▶ _OBJECTIVE_:
Show each line of the material below that contains the word "left", copying the lines unchanged. Matching is case-sensitive.
[start of THE INPUT]
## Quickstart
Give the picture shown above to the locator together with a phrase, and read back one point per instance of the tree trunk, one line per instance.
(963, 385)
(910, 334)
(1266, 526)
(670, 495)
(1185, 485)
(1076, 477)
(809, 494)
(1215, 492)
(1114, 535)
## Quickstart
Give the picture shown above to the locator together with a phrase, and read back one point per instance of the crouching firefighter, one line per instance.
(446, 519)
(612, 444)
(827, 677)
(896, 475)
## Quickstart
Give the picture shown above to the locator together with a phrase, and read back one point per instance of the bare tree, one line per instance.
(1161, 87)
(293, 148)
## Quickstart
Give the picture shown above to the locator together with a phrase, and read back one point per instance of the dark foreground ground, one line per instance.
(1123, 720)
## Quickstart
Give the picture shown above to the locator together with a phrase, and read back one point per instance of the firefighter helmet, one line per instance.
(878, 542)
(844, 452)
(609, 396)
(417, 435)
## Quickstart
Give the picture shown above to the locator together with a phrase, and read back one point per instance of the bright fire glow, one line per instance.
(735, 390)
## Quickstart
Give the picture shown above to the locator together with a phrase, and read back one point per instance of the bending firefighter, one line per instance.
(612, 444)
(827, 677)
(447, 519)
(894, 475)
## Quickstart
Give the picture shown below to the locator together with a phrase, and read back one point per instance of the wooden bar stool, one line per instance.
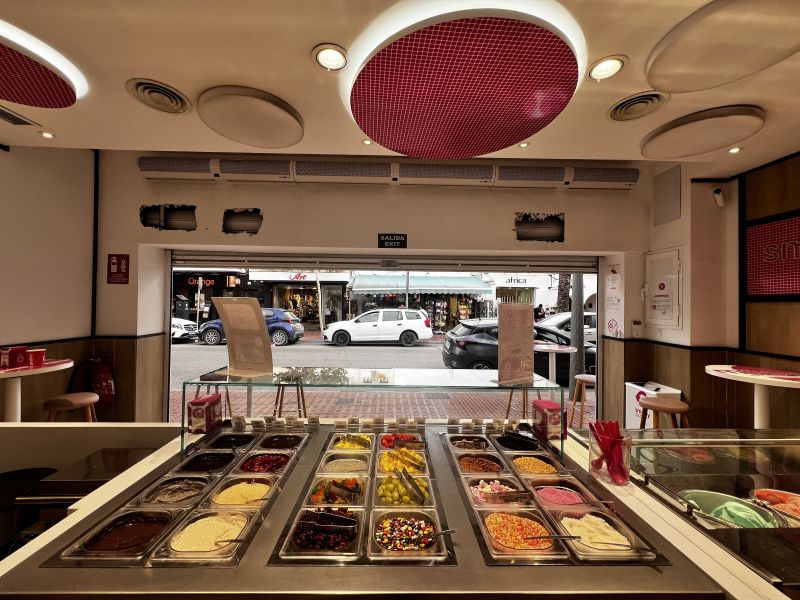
(297, 382)
(581, 383)
(67, 402)
(666, 406)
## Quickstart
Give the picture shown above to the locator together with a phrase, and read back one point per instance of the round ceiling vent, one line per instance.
(703, 131)
(637, 106)
(250, 116)
(158, 95)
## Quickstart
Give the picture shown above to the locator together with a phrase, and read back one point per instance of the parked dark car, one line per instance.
(472, 344)
(283, 326)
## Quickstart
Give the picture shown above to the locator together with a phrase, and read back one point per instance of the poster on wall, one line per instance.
(515, 344)
(773, 257)
(614, 286)
(663, 289)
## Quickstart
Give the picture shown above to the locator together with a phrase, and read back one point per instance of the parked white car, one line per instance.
(381, 325)
(183, 329)
(563, 322)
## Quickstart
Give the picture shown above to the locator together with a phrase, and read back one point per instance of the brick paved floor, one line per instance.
(418, 403)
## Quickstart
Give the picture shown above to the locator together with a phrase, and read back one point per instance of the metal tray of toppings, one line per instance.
(126, 536)
(558, 492)
(264, 461)
(207, 537)
(349, 442)
(485, 464)
(413, 461)
(502, 490)
(346, 489)
(315, 537)
(468, 443)
(632, 548)
(505, 531)
(527, 465)
(207, 461)
(285, 442)
(249, 491)
(387, 486)
(526, 443)
(230, 440)
(345, 462)
(387, 441)
(175, 491)
(391, 539)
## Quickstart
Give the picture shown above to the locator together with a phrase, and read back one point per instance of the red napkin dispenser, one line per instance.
(14, 357)
(549, 420)
(204, 413)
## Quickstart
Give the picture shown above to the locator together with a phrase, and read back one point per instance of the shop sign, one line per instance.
(392, 240)
(118, 270)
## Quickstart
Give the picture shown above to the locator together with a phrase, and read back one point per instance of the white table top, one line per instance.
(755, 375)
(554, 348)
(49, 366)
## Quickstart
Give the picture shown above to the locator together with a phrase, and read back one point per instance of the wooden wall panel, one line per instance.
(774, 327)
(773, 190)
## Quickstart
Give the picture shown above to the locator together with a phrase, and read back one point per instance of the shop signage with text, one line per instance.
(392, 240)
(118, 270)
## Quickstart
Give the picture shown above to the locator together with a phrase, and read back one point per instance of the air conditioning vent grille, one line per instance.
(164, 164)
(255, 167)
(9, 116)
(433, 171)
(320, 168)
(606, 175)
(505, 173)
(637, 106)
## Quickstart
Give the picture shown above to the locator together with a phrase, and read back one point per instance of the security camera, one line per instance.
(719, 197)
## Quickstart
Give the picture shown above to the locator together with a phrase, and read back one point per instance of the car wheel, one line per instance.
(408, 338)
(481, 365)
(212, 337)
(341, 338)
(280, 337)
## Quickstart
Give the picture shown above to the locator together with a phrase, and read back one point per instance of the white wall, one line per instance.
(46, 202)
(344, 218)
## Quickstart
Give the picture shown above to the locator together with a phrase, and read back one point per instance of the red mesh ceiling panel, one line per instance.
(26, 81)
(464, 88)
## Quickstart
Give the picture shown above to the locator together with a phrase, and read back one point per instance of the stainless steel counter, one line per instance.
(253, 578)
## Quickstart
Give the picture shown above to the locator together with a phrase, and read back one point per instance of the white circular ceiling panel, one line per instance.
(250, 116)
(724, 41)
(703, 131)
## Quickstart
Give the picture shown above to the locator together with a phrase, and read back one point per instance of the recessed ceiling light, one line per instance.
(606, 67)
(46, 53)
(330, 56)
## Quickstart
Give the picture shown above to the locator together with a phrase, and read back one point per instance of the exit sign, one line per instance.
(392, 240)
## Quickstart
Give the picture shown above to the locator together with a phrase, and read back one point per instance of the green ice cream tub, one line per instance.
(733, 510)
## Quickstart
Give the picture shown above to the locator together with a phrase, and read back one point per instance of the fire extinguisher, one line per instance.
(102, 381)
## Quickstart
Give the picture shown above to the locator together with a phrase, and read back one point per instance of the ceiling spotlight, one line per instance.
(330, 56)
(606, 67)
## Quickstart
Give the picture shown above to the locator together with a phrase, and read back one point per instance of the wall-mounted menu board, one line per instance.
(773, 257)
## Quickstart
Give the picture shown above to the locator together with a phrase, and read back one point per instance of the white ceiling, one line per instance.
(193, 45)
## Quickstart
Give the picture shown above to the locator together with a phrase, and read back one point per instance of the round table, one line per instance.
(12, 385)
(552, 350)
(762, 380)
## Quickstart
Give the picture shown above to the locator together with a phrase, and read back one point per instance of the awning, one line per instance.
(419, 284)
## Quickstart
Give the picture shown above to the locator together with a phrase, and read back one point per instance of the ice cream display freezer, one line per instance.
(329, 513)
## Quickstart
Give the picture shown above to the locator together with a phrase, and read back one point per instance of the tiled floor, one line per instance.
(418, 403)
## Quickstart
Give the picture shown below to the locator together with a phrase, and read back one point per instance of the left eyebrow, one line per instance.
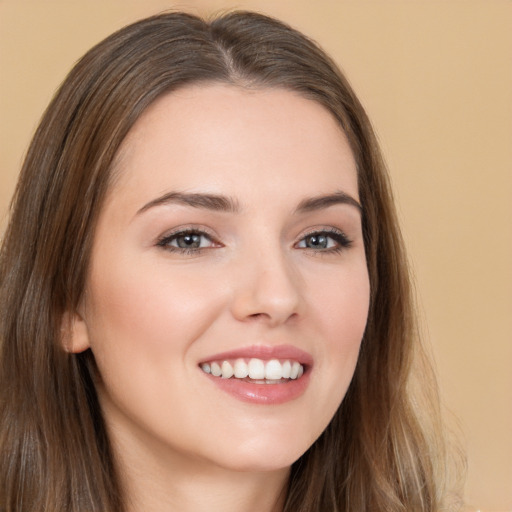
(321, 202)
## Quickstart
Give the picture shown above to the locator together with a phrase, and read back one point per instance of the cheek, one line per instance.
(341, 312)
(148, 309)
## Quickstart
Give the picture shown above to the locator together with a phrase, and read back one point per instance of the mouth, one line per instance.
(260, 374)
(255, 370)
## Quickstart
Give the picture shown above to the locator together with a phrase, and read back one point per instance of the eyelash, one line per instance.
(341, 240)
(165, 241)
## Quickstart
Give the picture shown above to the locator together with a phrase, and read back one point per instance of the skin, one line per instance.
(151, 314)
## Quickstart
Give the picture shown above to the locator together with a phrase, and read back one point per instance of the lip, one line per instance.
(266, 353)
(268, 394)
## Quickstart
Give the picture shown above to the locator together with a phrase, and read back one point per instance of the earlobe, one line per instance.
(74, 333)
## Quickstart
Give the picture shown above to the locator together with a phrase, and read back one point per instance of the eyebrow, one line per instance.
(321, 202)
(221, 203)
(204, 201)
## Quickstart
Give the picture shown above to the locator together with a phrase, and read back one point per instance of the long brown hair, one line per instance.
(375, 455)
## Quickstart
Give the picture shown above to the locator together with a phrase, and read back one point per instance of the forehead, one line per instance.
(208, 136)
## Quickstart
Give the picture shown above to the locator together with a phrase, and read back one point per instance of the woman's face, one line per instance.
(230, 242)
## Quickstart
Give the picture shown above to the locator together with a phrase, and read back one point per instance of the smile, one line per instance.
(260, 374)
(255, 370)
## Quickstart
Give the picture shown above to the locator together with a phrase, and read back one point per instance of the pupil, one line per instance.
(189, 241)
(317, 241)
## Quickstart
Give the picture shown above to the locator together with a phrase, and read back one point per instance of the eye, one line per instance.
(331, 240)
(186, 241)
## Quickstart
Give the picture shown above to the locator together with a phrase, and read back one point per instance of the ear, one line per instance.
(74, 333)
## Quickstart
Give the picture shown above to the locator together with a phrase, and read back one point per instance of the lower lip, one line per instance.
(270, 394)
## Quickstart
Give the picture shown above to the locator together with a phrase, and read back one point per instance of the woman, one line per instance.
(204, 295)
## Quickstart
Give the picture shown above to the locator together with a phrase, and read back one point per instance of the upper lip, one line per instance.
(265, 352)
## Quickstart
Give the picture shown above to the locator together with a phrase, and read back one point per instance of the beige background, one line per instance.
(436, 78)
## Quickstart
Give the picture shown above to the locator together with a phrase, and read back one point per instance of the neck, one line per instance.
(155, 481)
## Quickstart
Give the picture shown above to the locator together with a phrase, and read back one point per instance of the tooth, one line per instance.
(295, 370)
(241, 369)
(216, 370)
(273, 370)
(256, 369)
(287, 368)
(227, 370)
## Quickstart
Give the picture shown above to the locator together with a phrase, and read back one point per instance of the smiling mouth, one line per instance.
(254, 370)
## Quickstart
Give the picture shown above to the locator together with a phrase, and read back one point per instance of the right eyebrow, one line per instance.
(211, 202)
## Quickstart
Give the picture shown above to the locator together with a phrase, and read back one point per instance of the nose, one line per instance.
(267, 289)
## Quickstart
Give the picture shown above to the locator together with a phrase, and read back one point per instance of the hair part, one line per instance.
(375, 455)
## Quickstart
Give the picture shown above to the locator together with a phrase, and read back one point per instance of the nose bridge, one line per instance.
(268, 285)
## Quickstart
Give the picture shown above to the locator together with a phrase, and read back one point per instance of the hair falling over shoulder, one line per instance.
(384, 450)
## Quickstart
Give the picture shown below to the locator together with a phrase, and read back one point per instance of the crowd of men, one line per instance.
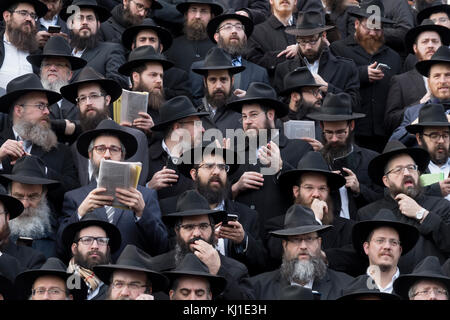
(229, 205)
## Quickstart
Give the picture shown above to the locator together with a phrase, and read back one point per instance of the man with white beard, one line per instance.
(29, 184)
(303, 263)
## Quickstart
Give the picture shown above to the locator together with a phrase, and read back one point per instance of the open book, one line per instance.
(117, 174)
(128, 106)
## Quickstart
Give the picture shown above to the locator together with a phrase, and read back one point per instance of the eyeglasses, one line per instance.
(212, 166)
(398, 170)
(88, 240)
(91, 97)
(132, 286)
(113, 150)
(190, 226)
(427, 293)
(25, 13)
(382, 241)
(434, 136)
(230, 26)
(52, 292)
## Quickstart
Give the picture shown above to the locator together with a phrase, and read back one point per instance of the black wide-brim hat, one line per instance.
(426, 25)
(394, 147)
(164, 35)
(140, 56)
(408, 234)
(428, 269)
(57, 47)
(40, 7)
(312, 162)
(89, 75)
(92, 219)
(442, 55)
(262, 93)
(214, 23)
(102, 13)
(18, 87)
(106, 127)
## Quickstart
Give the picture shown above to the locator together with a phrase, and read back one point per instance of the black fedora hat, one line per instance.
(426, 25)
(362, 287)
(299, 220)
(142, 55)
(192, 203)
(175, 109)
(259, 92)
(22, 85)
(442, 55)
(102, 13)
(57, 47)
(12, 205)
(216, 7)
(408, 234)
(394, 147)
(311, 162)
(40, 7)
(308, 23)
(336, 107)
(107, 126)
(191, 266)
(214, 23)
(52, 267)
(89, 75)
(427, 269)
(297, 79)
(30, 170)
(132, 259)
(217, 59)
(365, 10)
(430, 115)
(93, 218)
(436, 7)
(165, 37)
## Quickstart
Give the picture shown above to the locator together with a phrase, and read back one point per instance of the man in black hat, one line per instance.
(131, 277)
(194, 224)
(303, 263)
(436, 70)
(27, 103)
(19, 37)
(367, 49)
(126, 14)
(194, 43)
(230, 31)
(84, 23)
(334, 74)
(408, 88)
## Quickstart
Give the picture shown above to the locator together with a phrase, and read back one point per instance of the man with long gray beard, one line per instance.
(303, 263)
(37, 223)
(19, 37)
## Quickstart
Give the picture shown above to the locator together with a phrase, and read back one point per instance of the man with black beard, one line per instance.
(19, 37)
(303, 263)
(194, 223)
(194, 44)
(128, 13)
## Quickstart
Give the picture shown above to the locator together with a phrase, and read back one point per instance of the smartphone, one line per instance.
(54, 29)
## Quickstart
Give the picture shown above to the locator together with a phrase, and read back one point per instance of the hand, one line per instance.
(94, 200)
(163, 178)
(208, 255)
(351, 181)
(374, 74)
(132, 198)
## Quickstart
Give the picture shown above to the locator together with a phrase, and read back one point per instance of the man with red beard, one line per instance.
(408, 88)
(19, 37)
(367, 49)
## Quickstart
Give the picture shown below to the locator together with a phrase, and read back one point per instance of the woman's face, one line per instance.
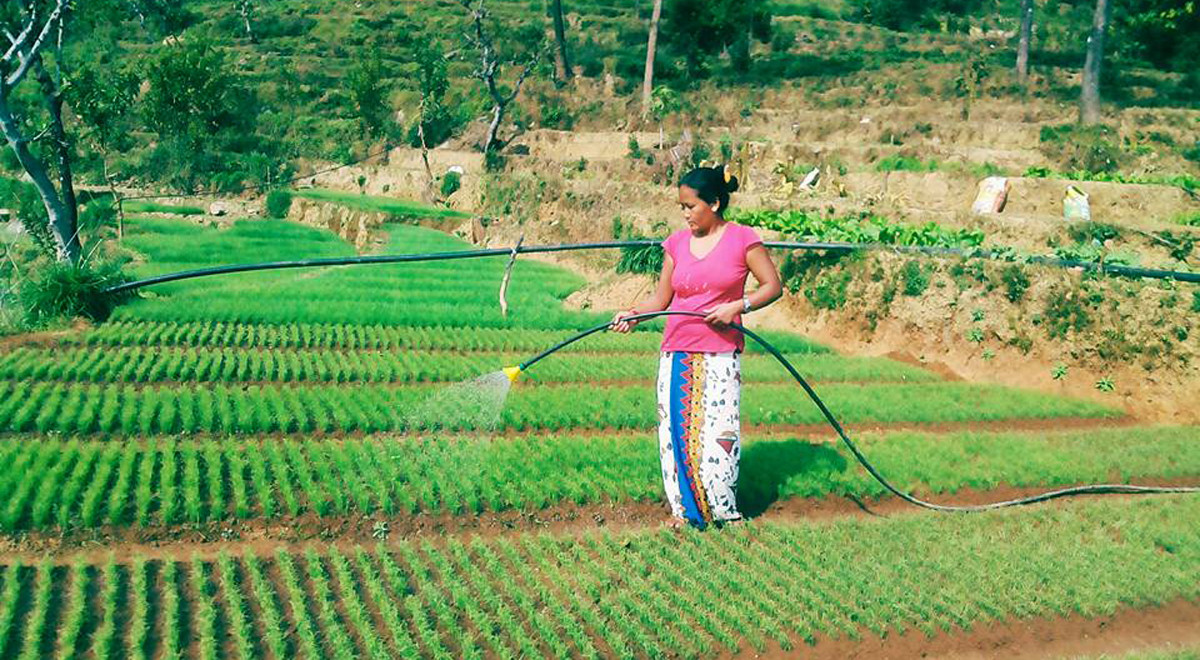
(700, 215)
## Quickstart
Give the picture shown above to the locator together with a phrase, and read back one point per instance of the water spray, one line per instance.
(515, 372)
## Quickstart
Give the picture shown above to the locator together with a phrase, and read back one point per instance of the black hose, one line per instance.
(1126, 271)
(1093, 489)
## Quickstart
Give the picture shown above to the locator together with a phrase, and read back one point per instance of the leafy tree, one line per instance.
(701, 29)
(205, 118)
(436, 120)
(369, 91)
(1164, 33)
(36, 28)
(102, 99)
(521, 49)
(193, 91)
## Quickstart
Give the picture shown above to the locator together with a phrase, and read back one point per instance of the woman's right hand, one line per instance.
(619, 324)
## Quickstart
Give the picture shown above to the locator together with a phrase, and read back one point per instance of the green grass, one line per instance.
(400, 209)
(397, 294)
(906, 163)
(379, 337)
(125, 409)
(151, 365)
(148, 207)
(763, 586)
(273, 479)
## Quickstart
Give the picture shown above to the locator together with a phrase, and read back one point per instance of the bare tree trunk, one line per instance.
(1090, 97)
(24, 54)
(52, 95)
(489, 72)
(651, 48)
(63, 228)
(562, 64)
(1023, 43)
(117, 196)
(495, 126)
(245, 7)
(430, 192)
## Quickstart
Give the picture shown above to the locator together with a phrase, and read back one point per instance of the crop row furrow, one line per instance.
(237, 365)
(642, 593)
(168, 481)
(133, 411)
(378, 337)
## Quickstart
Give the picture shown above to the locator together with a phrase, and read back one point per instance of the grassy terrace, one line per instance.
(65, 485)
(262, 401)
(603, 595)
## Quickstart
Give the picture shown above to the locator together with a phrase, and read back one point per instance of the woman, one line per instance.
(705, 270)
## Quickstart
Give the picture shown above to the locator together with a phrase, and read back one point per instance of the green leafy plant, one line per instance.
(279, 203)
(73, 289)
(863, 229)
(916, 277)
(1015, 282)
(451, 181)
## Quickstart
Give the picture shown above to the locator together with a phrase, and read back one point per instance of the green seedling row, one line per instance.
(653, 593)
(384, 337)
(151, 365)
(168, 481)
(190, 408)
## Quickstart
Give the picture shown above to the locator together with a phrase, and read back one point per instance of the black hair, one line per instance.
(711, 185)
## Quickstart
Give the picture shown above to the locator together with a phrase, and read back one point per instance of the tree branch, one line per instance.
(29, 54)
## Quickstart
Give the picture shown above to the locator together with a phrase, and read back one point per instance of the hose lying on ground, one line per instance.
(1092, 489)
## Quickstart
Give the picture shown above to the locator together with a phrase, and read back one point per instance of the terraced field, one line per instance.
(228, 468)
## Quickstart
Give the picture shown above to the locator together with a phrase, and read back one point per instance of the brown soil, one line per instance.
(1155, 397)
(1125, 631)
(42, 339)
(264, 537)
(757, 431)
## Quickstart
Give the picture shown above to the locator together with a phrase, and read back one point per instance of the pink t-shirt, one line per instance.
(701, 285)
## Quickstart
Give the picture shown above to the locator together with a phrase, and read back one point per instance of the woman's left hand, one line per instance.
(724, 315)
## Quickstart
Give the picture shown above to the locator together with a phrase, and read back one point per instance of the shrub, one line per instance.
(1017, 282)
(70, 291)
(279, 203)
(641, 259)
(450, 183)
(635, 149)
(829, 291)
(493, 161)
(1065, 313)
(916, 279)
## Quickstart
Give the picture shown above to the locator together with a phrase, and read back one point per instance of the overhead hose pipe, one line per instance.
(515, 372)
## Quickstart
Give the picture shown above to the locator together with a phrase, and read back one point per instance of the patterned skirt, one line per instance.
(700, 431)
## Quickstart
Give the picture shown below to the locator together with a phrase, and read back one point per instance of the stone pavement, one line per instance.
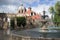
(3, 35)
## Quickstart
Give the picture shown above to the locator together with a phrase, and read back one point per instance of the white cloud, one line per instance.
(29, 1)
(8, 8)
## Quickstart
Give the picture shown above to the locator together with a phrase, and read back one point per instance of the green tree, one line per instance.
(21, 21)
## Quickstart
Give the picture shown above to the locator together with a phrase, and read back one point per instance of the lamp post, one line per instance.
(8, 29)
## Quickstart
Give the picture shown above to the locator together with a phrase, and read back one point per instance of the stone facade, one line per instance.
(22, 11)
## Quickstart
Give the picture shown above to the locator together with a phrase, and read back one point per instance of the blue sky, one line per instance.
(37, 5)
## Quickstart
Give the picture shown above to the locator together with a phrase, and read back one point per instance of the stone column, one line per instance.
(15, 23)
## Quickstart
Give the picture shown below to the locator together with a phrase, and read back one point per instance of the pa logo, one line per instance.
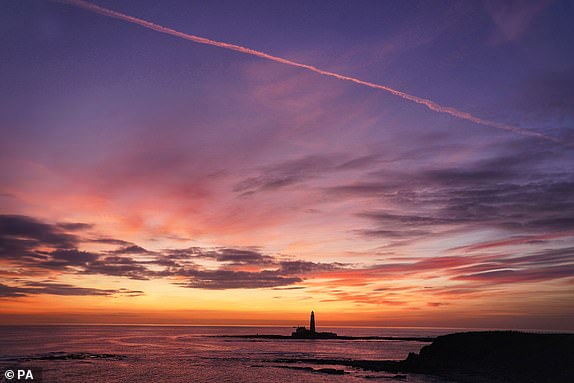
[end of THE INPUT]
▶ _REPLY TO THE TASK_:
Give the picture shown below to the locator together with a phrase, and read back one point per instance of the left eyebrow, one line per instance.
Give the picture shown above to the locator together with a phrase, and read back one point per instance of the woman's left hand, one line per instance.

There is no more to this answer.